── ФРАГМЕНТ ТЕКСТА ──
В несомненной связи с антропологией мифа о неполном знании стоит и под-миф о божественном происхождении человека, по отношению к которому под-миф о божественном сотворении человека фигурирует как дополнительный, а не противоположный. Ибо в первом знание может и не передаваться по наследству, тогда как в последнем оно может даваться человеку при сотворении. Так, сын мудрого Одина Top – могучий, но глуповатый. В валентинианском гностицизме сам бог-творец, Ялдабаоф, хотя и рожден Софией (последним из эонов), – не-мудр и тщеславен. Вообще, мир, хотя и прекрасен (как в «Старшей Эдде»), но в самом своем творении несет причину своего разрушения. Либо (как в валентинианстве) – заведомо ошибочно сотворен («миф необходимой ошибки»). В обоих случаях (в остальном крайне несхожих) миф о человеке есть миф о знании, с одной стороны, а с другой – миф о знании редуцируется к человеческому образу.
Это приводит нас к размышлениям о мифологичности так называемой «научной» антропологии, включая сюда и любую антропологическую философию. Человек – точнее, «изучаемый, наблюдаемый человек» как одно из выражений понятия «другого человека вообще»– это не только одна из научно-философских фикций эпохи Просвещения. Это еще и сложный в своей композиции миф, непроницаемый для опыта современного антрополога или философа. Сложный, потому что за интуитивно мыслимым образом «человека», образом конечным и определенным, то есть не допускающим, при всех возможных изменениях, трансформации в «не-человека» (бога, животное, вещь и т. д.), стоит идея «человека вообще», то есть того, чем индивидуальность, моя или любого другого человека. Выраженная таким образом идея «человек» четко редуцируется, в своем мифологическом содержании, к трем составляющим ее «простым» идеям:
(1) «Я и (любой) другой человек вместе взятые»;
(2) «(моя или любая другая) индивидуальность»;
(3) «иной, чем…».
Последняя идея, внутри мифологической структуры сознания, называемой «человек», играет роль универсального дифференцирующего оператора, в дополнительном отношении к которому, в этом и многих других мифах, обычно находится «как» (qua), играющее роль универсального анализирующего оператора. В обоих этих операторах рефлексия самосознания закрывает от нас их мифологичность. «Иной, чем я», – это такой же миф о человеке, как «Я как другой» – миф о самом себе. Одержимость просвещенных умов XX века такими клише, как «отчуждение», «(Я и) другой», «отсутствие», «диалог», «identity» – говорит о неспособности этих умов осознать объективную мифологичность этих клише.
───
── ИЗВЛЕЧЕННЫЕ ДАННЫЕ ──
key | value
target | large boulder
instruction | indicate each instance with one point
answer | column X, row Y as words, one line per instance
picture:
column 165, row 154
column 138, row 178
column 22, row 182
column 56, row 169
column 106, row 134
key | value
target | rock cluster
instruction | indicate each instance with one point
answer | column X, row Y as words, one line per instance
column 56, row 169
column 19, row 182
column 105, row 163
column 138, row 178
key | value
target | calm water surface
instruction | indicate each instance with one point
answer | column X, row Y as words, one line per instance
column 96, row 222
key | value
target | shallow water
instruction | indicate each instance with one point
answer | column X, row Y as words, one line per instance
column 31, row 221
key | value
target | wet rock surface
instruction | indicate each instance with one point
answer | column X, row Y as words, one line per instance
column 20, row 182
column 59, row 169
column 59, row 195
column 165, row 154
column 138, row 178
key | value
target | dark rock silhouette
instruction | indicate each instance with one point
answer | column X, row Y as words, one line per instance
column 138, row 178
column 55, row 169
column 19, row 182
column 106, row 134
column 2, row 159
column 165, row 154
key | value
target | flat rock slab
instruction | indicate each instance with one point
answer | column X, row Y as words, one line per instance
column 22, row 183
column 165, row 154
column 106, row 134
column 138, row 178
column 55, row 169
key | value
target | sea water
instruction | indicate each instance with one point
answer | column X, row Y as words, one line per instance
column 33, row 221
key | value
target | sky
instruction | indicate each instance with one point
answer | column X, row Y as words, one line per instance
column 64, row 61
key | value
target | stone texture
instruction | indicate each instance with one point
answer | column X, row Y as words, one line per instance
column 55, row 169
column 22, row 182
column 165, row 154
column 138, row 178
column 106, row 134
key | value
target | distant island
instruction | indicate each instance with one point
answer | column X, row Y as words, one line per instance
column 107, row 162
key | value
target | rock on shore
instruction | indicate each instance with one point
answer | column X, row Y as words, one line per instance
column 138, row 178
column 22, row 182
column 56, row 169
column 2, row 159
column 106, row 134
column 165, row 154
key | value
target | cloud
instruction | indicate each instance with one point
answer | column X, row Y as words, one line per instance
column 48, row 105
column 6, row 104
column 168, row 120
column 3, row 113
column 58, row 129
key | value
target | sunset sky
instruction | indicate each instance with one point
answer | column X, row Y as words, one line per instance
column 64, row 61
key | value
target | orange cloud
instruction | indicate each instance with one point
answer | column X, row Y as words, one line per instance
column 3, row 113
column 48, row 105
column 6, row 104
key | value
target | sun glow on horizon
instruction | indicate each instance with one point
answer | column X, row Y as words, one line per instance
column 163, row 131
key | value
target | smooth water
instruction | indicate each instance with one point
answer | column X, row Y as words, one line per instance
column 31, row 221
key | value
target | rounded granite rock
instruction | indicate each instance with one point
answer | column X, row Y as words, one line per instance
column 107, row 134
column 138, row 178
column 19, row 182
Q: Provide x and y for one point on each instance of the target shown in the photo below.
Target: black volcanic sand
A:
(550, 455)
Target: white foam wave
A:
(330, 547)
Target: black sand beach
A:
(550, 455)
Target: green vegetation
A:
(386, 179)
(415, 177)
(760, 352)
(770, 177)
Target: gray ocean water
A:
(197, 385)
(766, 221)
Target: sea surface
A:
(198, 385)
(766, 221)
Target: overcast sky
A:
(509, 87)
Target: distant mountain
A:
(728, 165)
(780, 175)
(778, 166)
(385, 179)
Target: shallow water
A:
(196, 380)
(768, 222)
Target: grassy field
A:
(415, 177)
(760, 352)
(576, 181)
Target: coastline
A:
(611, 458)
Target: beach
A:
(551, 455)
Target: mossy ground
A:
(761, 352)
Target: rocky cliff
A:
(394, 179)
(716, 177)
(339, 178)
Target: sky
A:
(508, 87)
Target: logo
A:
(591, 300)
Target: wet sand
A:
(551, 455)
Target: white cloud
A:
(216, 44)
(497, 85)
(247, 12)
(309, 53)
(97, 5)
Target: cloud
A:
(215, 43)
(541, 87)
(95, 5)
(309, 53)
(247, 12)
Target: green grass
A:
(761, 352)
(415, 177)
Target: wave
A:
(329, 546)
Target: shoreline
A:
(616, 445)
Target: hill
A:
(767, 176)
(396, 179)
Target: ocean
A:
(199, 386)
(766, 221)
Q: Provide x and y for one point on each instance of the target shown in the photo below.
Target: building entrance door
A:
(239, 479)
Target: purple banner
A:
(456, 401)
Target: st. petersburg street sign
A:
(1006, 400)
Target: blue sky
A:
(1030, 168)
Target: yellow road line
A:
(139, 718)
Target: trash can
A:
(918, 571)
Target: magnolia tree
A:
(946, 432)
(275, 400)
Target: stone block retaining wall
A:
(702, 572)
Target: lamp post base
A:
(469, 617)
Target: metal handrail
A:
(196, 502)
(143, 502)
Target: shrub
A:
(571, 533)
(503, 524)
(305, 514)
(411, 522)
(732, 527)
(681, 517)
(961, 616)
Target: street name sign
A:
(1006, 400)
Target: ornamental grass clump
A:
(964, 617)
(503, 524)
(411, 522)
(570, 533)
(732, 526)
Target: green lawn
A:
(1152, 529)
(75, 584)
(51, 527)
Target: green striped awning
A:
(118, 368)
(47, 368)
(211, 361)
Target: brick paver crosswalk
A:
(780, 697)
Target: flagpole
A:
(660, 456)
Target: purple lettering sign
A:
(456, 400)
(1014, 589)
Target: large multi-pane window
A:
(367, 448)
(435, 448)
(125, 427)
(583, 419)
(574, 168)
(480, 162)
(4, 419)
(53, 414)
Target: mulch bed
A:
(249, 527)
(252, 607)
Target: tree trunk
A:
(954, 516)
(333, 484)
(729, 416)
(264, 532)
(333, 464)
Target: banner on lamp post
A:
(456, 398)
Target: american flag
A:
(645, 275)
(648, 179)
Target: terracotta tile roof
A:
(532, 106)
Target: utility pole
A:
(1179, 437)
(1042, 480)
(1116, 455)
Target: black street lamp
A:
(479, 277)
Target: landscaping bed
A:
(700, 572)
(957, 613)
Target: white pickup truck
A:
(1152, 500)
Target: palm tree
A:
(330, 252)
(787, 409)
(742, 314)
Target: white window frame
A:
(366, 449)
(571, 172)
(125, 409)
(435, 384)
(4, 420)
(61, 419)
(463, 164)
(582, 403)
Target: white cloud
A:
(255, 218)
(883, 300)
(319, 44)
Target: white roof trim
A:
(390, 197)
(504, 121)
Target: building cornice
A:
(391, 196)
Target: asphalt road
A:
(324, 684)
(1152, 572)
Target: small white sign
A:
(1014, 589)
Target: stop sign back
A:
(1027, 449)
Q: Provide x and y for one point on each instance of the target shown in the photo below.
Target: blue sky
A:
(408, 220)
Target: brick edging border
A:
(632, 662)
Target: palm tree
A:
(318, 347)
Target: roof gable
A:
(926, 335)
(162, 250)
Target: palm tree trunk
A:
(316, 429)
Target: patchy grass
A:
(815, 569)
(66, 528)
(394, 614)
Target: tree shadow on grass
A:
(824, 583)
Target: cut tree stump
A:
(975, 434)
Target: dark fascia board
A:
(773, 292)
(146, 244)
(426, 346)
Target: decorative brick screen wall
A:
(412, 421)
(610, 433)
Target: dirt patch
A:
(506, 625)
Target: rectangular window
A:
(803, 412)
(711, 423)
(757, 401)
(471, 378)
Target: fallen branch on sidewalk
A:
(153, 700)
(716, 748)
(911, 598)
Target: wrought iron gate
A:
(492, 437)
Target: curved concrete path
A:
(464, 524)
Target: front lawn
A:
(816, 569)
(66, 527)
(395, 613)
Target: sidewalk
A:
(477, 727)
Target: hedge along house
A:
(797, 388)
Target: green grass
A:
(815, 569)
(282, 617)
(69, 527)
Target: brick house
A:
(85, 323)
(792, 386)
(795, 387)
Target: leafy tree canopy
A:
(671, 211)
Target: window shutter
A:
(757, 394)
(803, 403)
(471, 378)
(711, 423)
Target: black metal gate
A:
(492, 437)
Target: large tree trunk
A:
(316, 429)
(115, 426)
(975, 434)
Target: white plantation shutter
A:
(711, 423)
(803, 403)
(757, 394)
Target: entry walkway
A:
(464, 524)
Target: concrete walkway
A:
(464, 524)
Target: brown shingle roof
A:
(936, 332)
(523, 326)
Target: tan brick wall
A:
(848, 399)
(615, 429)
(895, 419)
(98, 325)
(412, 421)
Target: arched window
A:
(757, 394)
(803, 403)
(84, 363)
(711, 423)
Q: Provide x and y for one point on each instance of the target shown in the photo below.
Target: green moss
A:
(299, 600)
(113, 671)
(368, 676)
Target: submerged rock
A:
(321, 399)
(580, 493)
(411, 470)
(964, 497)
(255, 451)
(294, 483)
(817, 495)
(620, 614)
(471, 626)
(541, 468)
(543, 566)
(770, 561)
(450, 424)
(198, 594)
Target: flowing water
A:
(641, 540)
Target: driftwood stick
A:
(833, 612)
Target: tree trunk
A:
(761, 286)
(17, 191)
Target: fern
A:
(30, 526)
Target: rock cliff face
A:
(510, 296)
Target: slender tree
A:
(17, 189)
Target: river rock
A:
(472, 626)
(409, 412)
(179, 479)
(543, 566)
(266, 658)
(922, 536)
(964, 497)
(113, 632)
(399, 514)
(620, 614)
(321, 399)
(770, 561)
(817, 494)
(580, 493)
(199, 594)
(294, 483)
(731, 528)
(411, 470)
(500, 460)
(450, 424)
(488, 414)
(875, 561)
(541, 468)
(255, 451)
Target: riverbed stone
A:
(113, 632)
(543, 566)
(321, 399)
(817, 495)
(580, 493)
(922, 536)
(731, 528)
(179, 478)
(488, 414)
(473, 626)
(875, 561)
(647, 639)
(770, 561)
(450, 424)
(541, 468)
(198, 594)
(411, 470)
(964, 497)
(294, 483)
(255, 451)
───
Перепишите часть текста о мифологичности антропологии от слов «Последняя идея, внутри» до слов «мифологичность этих клише.» включительно, подставив «различающего» вместо «дифференцирующего».

Последняя идея, внутри мифологической структуры сознания, называемой «человек», играет роль универсального различающего оператора, в дополнительном отношении к которому, в этом и многих других мифах, обычно находится «как» (qua), играющее роль универсального анализирующего оператора. В обоих этих операторах рефлексия самосознания закрывает от нас их мифологичность. «Иной, чем я», – это такой же миф о человеке, как «Я как другой» – миф о самом себе. Одержимость просвещенных умов XX века такими клише, как «отчуждение», «(Я и) другой», «отсутствие», «диалог», «identity» – говорит о неспособности этих умов осознать объективную мифологичность этих клише.